Recorded data
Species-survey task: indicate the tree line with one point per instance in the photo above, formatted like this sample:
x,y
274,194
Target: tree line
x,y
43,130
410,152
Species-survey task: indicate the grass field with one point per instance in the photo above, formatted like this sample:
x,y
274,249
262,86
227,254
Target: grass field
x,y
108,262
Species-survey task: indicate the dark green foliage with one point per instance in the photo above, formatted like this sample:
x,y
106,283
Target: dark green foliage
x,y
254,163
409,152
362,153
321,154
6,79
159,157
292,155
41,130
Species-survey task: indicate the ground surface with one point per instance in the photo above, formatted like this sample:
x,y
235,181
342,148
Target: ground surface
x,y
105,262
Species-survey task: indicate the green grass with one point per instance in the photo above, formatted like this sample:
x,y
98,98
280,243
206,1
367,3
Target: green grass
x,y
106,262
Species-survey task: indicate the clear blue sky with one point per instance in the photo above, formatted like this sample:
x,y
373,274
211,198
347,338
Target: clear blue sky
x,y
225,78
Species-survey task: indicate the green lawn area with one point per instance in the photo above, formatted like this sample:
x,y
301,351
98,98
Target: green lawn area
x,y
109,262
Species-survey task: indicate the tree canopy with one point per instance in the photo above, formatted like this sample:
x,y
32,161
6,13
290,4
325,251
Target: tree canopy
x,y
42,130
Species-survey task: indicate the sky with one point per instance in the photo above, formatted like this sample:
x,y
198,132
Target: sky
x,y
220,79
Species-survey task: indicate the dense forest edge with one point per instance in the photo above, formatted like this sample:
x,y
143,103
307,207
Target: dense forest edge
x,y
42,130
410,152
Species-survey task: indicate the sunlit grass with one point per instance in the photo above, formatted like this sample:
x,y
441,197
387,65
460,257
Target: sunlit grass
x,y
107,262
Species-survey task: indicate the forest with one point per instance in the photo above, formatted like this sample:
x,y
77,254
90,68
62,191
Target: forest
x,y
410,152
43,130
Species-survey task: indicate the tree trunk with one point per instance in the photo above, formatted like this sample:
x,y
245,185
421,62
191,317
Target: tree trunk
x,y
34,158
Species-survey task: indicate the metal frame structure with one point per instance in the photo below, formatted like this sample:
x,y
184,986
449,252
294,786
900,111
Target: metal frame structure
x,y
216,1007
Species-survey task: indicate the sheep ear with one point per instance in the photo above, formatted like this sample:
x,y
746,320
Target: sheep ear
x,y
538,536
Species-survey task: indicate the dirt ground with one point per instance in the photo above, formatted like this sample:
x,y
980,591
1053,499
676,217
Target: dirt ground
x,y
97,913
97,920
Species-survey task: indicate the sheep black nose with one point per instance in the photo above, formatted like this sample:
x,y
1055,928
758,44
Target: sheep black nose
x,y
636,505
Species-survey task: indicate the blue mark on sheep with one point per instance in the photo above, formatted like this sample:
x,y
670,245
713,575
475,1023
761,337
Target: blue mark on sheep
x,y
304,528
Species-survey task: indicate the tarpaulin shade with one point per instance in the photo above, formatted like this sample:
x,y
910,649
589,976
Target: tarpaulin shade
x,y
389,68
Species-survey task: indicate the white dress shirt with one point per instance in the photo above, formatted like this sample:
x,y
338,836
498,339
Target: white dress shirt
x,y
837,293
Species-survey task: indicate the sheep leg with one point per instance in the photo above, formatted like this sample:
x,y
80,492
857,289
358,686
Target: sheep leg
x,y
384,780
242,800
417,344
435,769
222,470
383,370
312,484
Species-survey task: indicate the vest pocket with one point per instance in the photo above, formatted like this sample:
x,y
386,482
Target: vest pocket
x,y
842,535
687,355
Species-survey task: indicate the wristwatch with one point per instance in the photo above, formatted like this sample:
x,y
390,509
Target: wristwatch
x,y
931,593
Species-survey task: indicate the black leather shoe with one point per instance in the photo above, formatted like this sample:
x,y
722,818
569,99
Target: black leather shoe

Activity:
Copy all lines above where "shoe" is present.

Output:
Species-survey task: indicate the black leather shoe with one point per instance in the photo above, formatted like this sample:
Target: black leather shoe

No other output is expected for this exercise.